--- Your task ---
Go through the data and tally the lines that include "pedestrian". The reply is that number alone.

--- Extracted information ---

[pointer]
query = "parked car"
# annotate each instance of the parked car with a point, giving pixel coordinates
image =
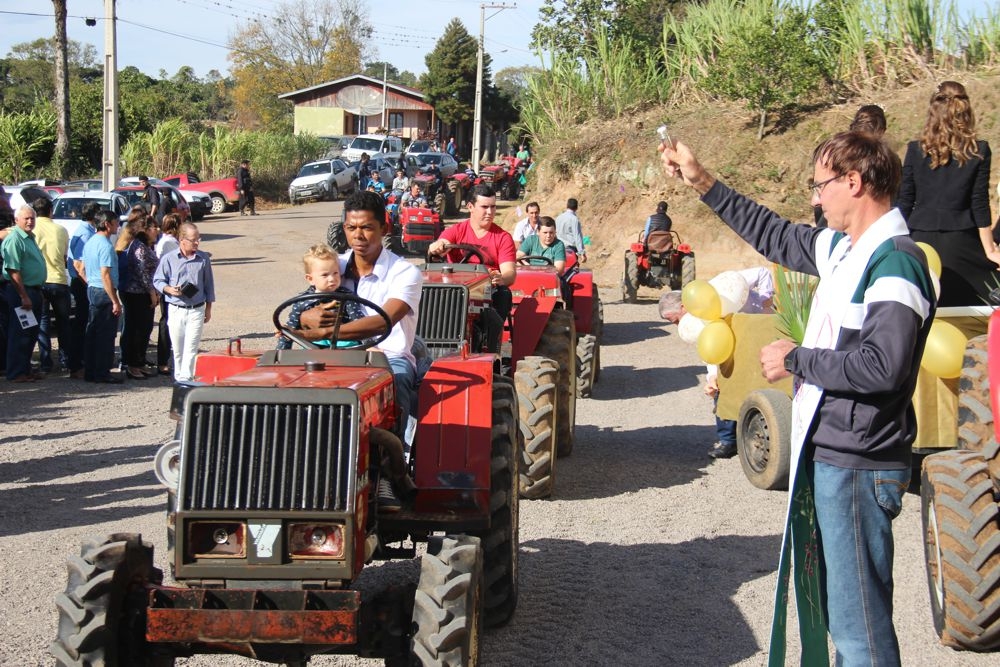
(417, 163)
(223, 191)
(373, 144)
(133, 193)
(67, 208)
(419, 146)
(385, 167)
(25, 194)
(323, 180)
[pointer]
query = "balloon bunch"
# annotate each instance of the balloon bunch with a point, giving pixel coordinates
(707, 303)
(945, 348)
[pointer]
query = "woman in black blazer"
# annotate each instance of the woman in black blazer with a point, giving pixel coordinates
(945, 197)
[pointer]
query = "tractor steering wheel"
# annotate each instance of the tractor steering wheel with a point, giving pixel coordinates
(326, 297)
(470, 251)
(526, 260)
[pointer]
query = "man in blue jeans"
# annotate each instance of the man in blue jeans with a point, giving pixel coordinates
(853, 423)
(101, 265)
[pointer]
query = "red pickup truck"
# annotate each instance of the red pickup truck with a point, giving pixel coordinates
(223, 192)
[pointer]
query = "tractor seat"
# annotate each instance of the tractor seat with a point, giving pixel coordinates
(660, 242)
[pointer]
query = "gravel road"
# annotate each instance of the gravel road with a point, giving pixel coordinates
(647, 554)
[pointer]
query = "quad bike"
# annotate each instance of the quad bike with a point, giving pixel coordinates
(272, 515)
(658, 262)
(536, 347)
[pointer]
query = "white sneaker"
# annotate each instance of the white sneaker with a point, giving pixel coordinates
(387, 500)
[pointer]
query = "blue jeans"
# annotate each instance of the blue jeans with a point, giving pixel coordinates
(854, 513)
(57, 296)
(725, 429)
(405, 378)
(102, 325)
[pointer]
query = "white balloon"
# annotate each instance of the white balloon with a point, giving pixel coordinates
(689, 328)
(733, 291)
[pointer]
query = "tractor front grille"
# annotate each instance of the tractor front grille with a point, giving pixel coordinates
(443, 312)
(267, 456)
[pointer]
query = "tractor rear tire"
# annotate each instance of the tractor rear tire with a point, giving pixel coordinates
(630, 281)
(535, 380)
(961, 523)
(587, 361)
(448, 603)
(557, 343)
(102, 613)
(500, 542)
(687, 269)
(335, 237)
(763, 438)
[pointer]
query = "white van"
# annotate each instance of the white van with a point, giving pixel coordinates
(373, 144)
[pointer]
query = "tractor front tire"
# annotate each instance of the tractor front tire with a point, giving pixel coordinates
(557, 343)
(448, 602)
(961, 523)
(335, 236)
(630, 281)
(535, 380)
(763, 438)
(102, 613)
(687, 269)
(586, 364)
(500, 542)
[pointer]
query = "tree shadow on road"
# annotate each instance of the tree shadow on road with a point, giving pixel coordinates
(642, 604)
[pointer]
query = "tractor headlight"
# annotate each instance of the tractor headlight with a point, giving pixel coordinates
(316, 540)
(167, 464)
(215, 539)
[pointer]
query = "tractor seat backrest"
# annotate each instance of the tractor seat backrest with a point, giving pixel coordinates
(660, 242)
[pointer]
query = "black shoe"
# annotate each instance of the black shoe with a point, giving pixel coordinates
(722, 451)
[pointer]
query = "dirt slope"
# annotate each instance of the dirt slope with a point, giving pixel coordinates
(612, 168)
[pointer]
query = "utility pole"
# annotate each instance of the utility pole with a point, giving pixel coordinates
(477, 122)
(109, 162)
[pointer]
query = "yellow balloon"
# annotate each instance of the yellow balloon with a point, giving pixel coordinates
(716, 342)
(933, 259)
(701, 300)
(944, 350)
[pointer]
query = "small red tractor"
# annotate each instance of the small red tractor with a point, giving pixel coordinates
(960, 492)
(659, 261)
(273, 513)
(537, 347)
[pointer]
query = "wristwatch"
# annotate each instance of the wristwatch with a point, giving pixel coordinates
(790, 360)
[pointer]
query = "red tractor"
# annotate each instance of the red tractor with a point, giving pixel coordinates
(658, 261)
(537, 347)
(272, 514)
(960, 491)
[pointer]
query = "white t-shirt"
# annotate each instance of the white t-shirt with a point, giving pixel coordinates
(392, 278)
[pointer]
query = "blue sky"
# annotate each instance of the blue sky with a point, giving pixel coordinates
(405, 31)
(194, 32)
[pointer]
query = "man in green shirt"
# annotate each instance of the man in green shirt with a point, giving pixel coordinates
(544, 244)
(25, 269)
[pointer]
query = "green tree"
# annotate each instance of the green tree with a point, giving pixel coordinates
(449, 84)
(773, 63)
(315, 41)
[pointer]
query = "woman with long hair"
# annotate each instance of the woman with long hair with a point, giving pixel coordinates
(135, 287)
(945, 197)
(166, 243)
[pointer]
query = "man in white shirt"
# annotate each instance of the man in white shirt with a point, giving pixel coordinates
(528, 226)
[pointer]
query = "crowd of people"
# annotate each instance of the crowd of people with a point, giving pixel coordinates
(105, 282)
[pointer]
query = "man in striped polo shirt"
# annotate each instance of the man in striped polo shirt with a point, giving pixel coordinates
(856, 369)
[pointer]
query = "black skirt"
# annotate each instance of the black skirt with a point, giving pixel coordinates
(967, 276)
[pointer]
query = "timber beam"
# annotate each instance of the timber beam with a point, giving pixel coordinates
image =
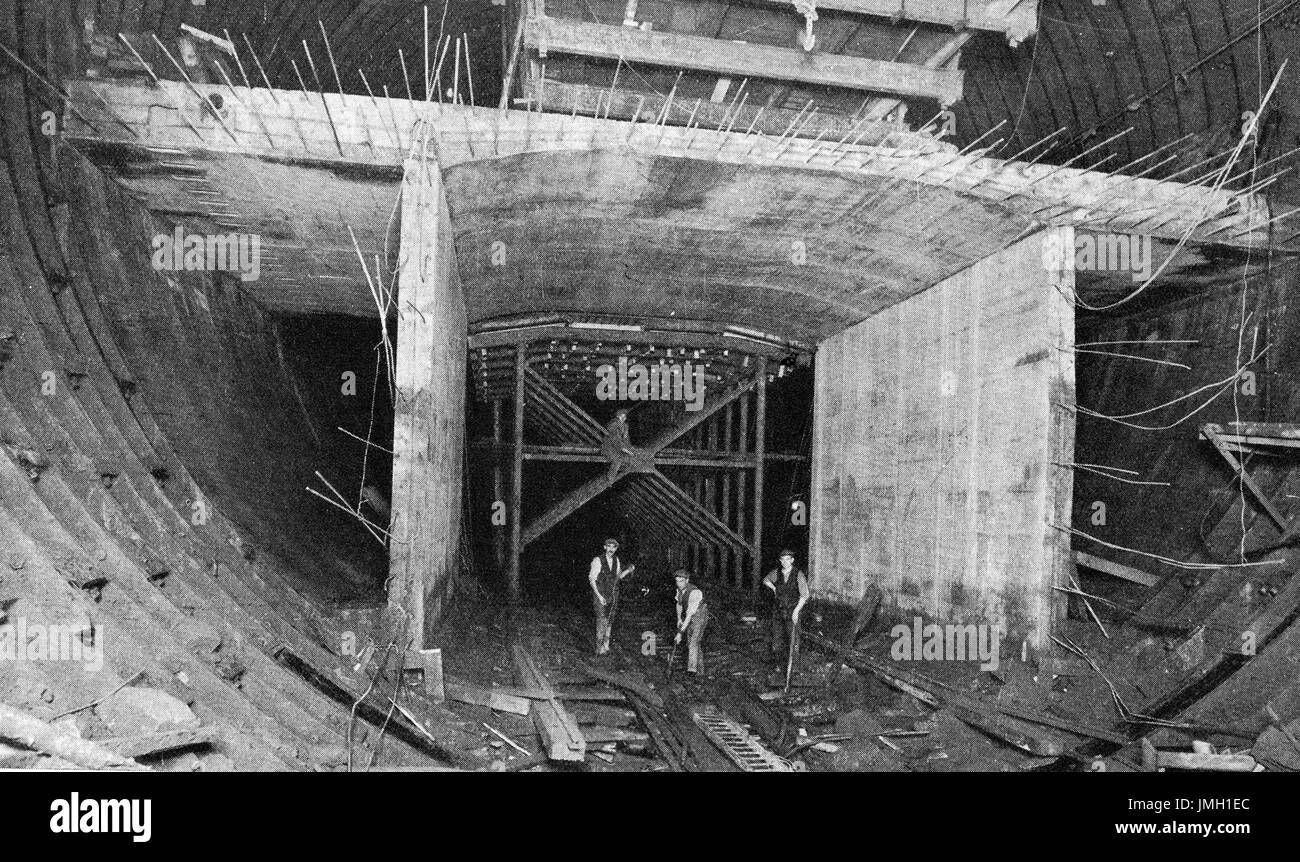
(719, 56)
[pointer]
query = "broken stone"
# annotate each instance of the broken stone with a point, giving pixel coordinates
(137, 711)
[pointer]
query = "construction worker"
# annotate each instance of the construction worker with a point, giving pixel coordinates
(605, 575)
(692, 619)
(791, 593)
(616, 445)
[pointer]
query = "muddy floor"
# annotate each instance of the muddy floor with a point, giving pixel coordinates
(830, 718)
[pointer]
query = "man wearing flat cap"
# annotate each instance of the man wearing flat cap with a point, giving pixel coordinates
(605, 574)
(789, 588)
(692, 619)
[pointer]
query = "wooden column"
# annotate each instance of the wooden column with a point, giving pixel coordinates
(759, 453)
(724, 563)
(498, 485)
(710, 498)
(516, 477)
(742, 490)
(428, 424)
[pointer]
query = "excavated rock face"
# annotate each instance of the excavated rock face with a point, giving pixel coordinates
(159, 546)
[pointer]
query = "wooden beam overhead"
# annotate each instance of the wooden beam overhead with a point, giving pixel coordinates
(1017, 18)
(718, 56)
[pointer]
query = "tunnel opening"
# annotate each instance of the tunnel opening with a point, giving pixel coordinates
(163, 423)
(341, 386)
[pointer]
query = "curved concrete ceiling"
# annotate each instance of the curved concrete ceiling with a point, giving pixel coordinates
(800, 252)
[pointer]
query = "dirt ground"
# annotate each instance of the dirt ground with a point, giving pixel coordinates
(831, 718)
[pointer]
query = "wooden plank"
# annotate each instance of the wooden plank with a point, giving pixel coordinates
(623, 681)
(557, 727)
(726, 57)
(588, 693)
(1114, 570)
(1012, 732)
(1279, 432)
(157, 743)
(1017, 20)
(934, 693)
(430, 380)
(567, 98)
(516, 477)
(492, 698)
(1247, 480)
(759, 450)
(597, 733)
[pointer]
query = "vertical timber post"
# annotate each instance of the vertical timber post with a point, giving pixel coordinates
(759, 451)
(516, 476)
(428, 423)
(498, 535)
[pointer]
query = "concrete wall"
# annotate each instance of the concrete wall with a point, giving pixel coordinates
(936, 428)
(429, 419)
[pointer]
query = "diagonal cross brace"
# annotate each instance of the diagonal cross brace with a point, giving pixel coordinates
(1210, 434)
(592, 489)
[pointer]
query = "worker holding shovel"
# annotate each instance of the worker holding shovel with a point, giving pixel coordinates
(791, 593)
(605, 575)
(692, 619)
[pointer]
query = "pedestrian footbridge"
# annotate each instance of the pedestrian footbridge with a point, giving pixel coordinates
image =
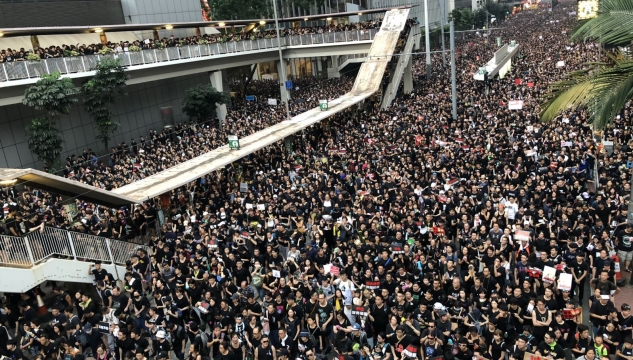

--- Response ---
2